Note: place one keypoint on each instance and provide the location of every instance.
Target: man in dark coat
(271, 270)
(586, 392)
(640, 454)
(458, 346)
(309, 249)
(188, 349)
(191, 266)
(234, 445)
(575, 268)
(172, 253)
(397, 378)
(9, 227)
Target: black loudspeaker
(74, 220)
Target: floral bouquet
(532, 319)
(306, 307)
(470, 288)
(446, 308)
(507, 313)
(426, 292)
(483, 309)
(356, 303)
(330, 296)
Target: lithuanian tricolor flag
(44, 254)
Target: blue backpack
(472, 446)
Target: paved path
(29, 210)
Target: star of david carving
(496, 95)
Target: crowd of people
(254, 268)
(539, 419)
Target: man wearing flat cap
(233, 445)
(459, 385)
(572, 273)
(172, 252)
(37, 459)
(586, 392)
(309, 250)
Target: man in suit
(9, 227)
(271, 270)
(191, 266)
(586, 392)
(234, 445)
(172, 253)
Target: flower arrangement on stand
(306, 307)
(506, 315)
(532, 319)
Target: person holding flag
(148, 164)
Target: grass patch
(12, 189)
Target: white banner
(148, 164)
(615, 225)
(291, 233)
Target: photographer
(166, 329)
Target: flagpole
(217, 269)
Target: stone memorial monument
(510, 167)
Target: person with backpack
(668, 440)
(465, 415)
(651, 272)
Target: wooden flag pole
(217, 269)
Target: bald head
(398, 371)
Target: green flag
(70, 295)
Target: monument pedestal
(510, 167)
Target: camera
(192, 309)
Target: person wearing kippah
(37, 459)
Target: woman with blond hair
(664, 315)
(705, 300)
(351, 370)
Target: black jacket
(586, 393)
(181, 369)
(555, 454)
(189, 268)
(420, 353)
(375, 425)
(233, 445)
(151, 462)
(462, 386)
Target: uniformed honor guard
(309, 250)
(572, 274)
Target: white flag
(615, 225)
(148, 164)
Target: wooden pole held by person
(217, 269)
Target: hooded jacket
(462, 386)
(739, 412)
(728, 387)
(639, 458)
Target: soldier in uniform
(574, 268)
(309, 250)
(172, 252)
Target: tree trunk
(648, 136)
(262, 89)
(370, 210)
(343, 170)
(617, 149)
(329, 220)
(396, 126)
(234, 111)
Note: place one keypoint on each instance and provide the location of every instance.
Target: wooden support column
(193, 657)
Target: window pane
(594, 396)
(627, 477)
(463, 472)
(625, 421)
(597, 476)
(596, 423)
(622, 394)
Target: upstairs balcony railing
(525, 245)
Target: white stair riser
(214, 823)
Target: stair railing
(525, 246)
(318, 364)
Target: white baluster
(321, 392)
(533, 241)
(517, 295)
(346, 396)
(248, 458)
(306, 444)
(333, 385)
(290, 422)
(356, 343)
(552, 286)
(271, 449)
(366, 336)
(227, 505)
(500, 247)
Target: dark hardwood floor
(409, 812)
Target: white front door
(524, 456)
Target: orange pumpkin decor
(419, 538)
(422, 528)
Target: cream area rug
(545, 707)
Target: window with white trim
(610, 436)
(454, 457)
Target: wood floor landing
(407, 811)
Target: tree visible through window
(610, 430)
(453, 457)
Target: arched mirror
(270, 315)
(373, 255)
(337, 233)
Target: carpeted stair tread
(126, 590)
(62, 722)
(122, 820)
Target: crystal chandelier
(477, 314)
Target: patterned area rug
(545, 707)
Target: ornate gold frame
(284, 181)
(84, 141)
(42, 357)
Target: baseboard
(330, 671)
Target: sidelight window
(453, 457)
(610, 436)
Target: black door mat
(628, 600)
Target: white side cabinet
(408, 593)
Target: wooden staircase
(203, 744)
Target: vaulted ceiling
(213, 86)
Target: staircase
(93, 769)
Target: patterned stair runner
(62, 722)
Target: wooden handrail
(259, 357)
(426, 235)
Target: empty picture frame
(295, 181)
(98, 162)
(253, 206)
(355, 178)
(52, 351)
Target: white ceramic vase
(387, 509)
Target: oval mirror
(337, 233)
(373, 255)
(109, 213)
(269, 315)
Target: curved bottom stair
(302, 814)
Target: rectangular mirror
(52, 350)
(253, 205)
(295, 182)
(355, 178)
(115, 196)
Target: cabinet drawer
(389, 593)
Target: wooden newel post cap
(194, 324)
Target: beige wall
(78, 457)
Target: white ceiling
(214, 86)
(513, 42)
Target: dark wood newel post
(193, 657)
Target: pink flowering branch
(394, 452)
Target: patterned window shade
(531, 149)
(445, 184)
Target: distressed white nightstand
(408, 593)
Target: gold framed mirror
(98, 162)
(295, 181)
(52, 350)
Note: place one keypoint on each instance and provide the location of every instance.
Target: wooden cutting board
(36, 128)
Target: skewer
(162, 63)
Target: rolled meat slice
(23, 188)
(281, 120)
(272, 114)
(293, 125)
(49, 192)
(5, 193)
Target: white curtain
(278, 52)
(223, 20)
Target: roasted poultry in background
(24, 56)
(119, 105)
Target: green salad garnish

|---|

● **Exercise instructions**:
Change every "Target" in the records to "Label" and leave the rest as it is.

● **Exercise result**:
Note: place one keypoint on each instance and provide the location of every instance.
Label: man in dark coat
(271, 270)
(586, 392)
(640, 454)
(458, 346)
(309, 249)
(188, 349)
(191, 266)
(234, 445)
(575, 268)
(172, 253)
(397, 378)
(9, 227)
Label: black loudspeaker
(74, 220)
Label: floral bouquet
(532, 319)
(306, 307)
(470, 288)
(446, 308)
(507, 313)
(426, 292)
(483, 309)
(356, 303)
(330, 296)
Label: lithuanian tricolor flag
(44, 254)
Label: blue backpack
(472, 446)
Label: paved path
(29, 210)
Label: star of david carving
(496, 95)
Label: crowd of people
(254, 268)
(539, 419)
Label: man wearing flat cap
(233, 445)
(459, 385)
(572, 273)
(172, 252)
(37, 459)
(586, 392)
(309, 250)
Label: man in suit
(9, 227)
(271, 270)
(191, 266)
(586, 392)
(234, 445)
(172, 253)
Label: flower arrangement on stand
(306, 307)
(506, 315)
(532, 319)
Label: person holding flag
(148, 164)
Label: grass patch
(12, 189)
Label: white banner
(148, 164)
(615, 225)
(291, 233)
Label: photographer
(166, 329)
Label: flagpole
(217, 269)
Label: stone memorial monument
(510, 167)
Label: person with backpack
(668, 440)
(465, 415)
(651, 272)
Label: wooden flag pole
(217, 269)
Label: bald head
(398, 371)
Label: green flag
(70, 295)
Label: monument pedestal
(510, 167)
Label: camera
(192, 309)
Label: person wearing kippah
(37, 459)
Label: woman with blond hair
(664, 315)
(705, 300)
(351, 370)
Label: black jacket
(586, 393)
(181, 369)
(555, 454)
(189, 268)
(420, 353)
(375, 425)
(233, 445)
(151, 462)
(462, 386)
Label: uniformed honor guard
(309, 250)
(572, 274)
Label: white flag
(615, 225)
(148, 164)
Label: wooden pole held by person
(217, 269)
Label: hooded jacket
(462, 386)
(739, 412)
(728, 387)
(639, 458)
Label: soldier in uniform
(574, 268)
(309, 250)
(172, 252)
Label: tree trunk
(648, 136)
(262, 89)
(370, 210)
(343, 170)
(617, 149)
(329, 220)
(396, 126)
(234, 111)
Note: place one keypoint on each instance and provide the location of every instance.
Label: wooden support column
(193, 657)
Label: window pane
(594, 396)
(627, 477)
(463, 472)
(625, 421)
(597, 476)
(596, 423)
(622, 394)
Label: upstairs balcony railing
(525, 245)
Label: white stair riser
(214, 823)
Label: stair railing
(525, 246)
(318, 364)
Label: white baluster
(321, 392)
(533, 241)
(517, 295)
(346, 396)
(248, 458)
(306, 444)
(333, 385)
(290, 422)
(356, 343)
(552, 286)
(271, 449)
(366, 336)
(227, 505)
(500, 247)
Label: dark hardwood floor
(409, 812)
Label: white front door
(524, 456)
Label: orange pumpkin decor
(419, 538)
(422, 528)
Label: cream area rug
(545, 707)
Label: window with white trim
(610, 436)
(454, 457)
Label: wood floor landing
(407, 811)
Label: tree visible through window
(610, 430)
(453, 457)
Label: arched mirror
(270, 315)
(373, 255)
(337, 233)
Label: carpeted stair tread
(126, 590)
(62, 722)
(122, 820)
Label: crystal chandelier
(477, 314)
Label: patterned area rug
(545, 707)
Label: ornate gold frame
(284, 181)
(84, 141)
(42, 357)
Label: baseboard
(330, 671)
Label: sidelight window
(453, 457)
(610, 436)
Label: black door mat
(628, 600)
Label: white side cabinet
(408, 593)
Label: wooden staircase
(203, 744)
Label: vaulted ceiling
(213, 86)
Label: staircase
(93, 769)
Label: patterned stair runner
(62, 722)
Label: wooden handrail
(259, 357)
(426, 235)
Label: empty picture frame
(295, 181)
(98, 162)
(253, 206)
(355, 178)
(52, 351)
Label: white ceramic vase
(387, 509)
Label: oval mirror
(337, 233)
(373, 255)
(109, 213)
(269, 315)
Label: curved bottom stair
(302, 814)
Label: rectangular mirror
(52, 350)
(253, 205)
(295, 182)
(355, 178)
(115, 196)
Label: cabinet drawer
(389, 593)
Label: wooden newel post cap
(194, 324)
Label: beige wall
(78, 457)
Label: white ceiling
(214, 86)
(513, 42)
Label: dark wood newel post
(193, 657)
Label: pink flowering branch
(394, 452)
Label: patterned window shade
(531, 149)
(445, 184)
Label: distressed white nightstand
(408, 593)
Label: gold framed mirror
(98, 162)
(295, 181)
(52, 350)
Note: place one keypoint on each instance and provide the location of every instance.
Label: wooden cutting board
(36, 128)
Label: skewer
(162, 63)
Label: rolled meat slice
(23, 188)
(281, 120)
(272, 114)
(293, 125)
(49, 192)
(5, 193)
Label: white curtain
(278, 52)
(223, 20)
Label: roasted poultry in background
(24, 56)
(119, 105)
Label: green salad garnish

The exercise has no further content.